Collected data
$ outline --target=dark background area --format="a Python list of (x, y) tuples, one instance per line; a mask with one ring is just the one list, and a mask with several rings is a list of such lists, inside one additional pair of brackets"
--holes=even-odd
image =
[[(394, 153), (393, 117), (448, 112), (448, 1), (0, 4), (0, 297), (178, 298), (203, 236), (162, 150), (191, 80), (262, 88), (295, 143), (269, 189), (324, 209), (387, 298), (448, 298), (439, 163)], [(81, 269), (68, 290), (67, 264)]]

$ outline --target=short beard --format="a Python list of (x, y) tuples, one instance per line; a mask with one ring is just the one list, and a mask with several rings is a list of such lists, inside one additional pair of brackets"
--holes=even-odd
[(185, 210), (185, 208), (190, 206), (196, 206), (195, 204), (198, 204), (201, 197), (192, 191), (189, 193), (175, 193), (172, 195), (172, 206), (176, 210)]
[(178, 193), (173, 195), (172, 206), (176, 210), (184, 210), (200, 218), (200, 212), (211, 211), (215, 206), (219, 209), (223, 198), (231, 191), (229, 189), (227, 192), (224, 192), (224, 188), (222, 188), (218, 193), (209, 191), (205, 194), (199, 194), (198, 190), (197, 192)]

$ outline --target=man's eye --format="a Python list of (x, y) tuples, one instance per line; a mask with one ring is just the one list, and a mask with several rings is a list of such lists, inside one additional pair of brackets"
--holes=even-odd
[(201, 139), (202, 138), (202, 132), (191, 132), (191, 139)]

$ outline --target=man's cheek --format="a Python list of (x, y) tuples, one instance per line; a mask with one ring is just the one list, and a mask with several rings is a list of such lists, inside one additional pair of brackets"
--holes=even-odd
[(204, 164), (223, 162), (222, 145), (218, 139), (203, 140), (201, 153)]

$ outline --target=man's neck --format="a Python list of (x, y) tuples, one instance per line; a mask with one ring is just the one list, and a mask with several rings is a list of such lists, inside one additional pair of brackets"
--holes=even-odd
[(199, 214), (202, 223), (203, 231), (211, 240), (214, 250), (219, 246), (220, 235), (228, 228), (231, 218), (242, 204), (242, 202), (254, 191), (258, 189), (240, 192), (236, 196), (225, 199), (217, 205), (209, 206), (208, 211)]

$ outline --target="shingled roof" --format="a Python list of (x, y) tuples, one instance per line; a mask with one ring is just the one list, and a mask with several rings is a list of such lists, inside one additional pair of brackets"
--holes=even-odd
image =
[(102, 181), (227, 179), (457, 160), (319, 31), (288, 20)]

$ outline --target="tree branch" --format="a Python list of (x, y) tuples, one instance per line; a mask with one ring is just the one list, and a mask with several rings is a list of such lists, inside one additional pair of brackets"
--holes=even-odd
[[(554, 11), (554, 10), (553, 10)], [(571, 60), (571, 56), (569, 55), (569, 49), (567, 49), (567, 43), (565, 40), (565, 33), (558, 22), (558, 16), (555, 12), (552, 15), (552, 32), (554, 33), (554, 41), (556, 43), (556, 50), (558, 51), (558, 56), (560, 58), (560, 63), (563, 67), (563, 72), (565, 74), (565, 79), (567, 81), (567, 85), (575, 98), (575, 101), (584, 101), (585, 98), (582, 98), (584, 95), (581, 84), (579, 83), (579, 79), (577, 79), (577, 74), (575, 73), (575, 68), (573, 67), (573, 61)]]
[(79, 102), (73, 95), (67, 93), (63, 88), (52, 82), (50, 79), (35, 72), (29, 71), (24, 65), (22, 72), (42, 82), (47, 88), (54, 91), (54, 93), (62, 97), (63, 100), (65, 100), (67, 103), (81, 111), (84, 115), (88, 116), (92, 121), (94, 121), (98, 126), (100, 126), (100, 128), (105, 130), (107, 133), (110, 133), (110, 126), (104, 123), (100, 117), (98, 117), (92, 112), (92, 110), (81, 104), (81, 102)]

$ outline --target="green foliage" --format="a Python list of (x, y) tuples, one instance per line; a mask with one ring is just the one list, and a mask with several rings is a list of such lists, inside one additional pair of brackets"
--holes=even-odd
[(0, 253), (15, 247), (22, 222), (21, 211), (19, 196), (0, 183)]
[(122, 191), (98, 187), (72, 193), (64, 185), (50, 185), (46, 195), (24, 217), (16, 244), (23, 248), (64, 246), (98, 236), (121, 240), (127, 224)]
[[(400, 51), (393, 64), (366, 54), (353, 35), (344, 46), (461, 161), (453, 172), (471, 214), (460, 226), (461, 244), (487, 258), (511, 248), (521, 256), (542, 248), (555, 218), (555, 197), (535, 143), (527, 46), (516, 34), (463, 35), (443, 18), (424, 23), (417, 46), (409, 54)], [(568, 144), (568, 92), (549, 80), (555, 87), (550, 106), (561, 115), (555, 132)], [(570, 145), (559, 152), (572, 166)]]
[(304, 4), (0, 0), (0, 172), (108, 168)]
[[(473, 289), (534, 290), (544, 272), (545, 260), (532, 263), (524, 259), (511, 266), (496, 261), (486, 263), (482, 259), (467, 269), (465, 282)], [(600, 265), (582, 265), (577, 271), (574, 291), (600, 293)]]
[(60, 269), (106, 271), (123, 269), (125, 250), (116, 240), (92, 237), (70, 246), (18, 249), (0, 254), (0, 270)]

## [Description of the task]
Lines from the start of the entries through the one containing "outline --target=man's neck" are to be set down again exactly, both ends included.

## [Final answer]
$ outline --target=dark background area --format="a Python list of (x, y) tuples, one instance per line; a mask with one ring is just the one list, and a mask with several rings is a list of such lists, inside one additional pair of brackets"
--holes=even-odd
image =
[[(394, 153), (393, 117), (448, 112), (448, 1), (0, 4), (0, 297), (178, 298), (203, 236), (162, 150), (191, 80), (262, 88), (295, 143), (269, 189), (324, 209), (387, 298), (448, 298), (439, 163)], [(81, 269), (68, 290), (67, 264)]]

$ outline --target=short beard --format="a Python list of (x, y) tuples, one instance per line; a mask with one ring is just the one list, and a mask with several rings is a list of such lists, inside one additional pair of brackets"
--holes=even-odd
[(185, 210), (185, 208), (190, 206), (196, 206), (195, 204), (198, 204), (201, 197), (192, 191), (189, 193), (175, 193), (172, 195), (172, 206), (176, 210)]
[(178, 193), (173, 195), (172, 206), (176, 210), (184, 210), (200, 218), (200, 212), (211, 211), (215, 206), (219, 209), (223, 198), (231, 191), (229, 189), (227, 192), (224, 192), (224, 188), (222, 188), (218, 193), (209, 191), (205, 194), (199, 194), (198, 190), (197, 192)]

$ outline --target=man's eye --format="a Python list of (x, y) tuples, one instance per line; a mask with one ring is just the one list, and a mask with several rings is a list of such lists, inside one additional pair of brackets"
--holes=even-odd
[(201, 139), (202, 138), (202, 132), (191, 132), (191, 139)]

$ outline --target=man's cheek --format="a Python list of (x, y) tuples, one instance per line; a mask with one ring is just the one list, and a mask with several rings is a list of such lists, inside one additional pair of brackets"
--holes=even-odd
[(204, 164), (223, 162), (222, 145), (218, 139), (203, 140), (201, 153)]

$ outline --target=man's neck --format="a Python list of (x, y) tuples, one instance per line; a mask with one ring is just the one list, and a mask with several rings is a list of such lists, inside one additional pair of brackets"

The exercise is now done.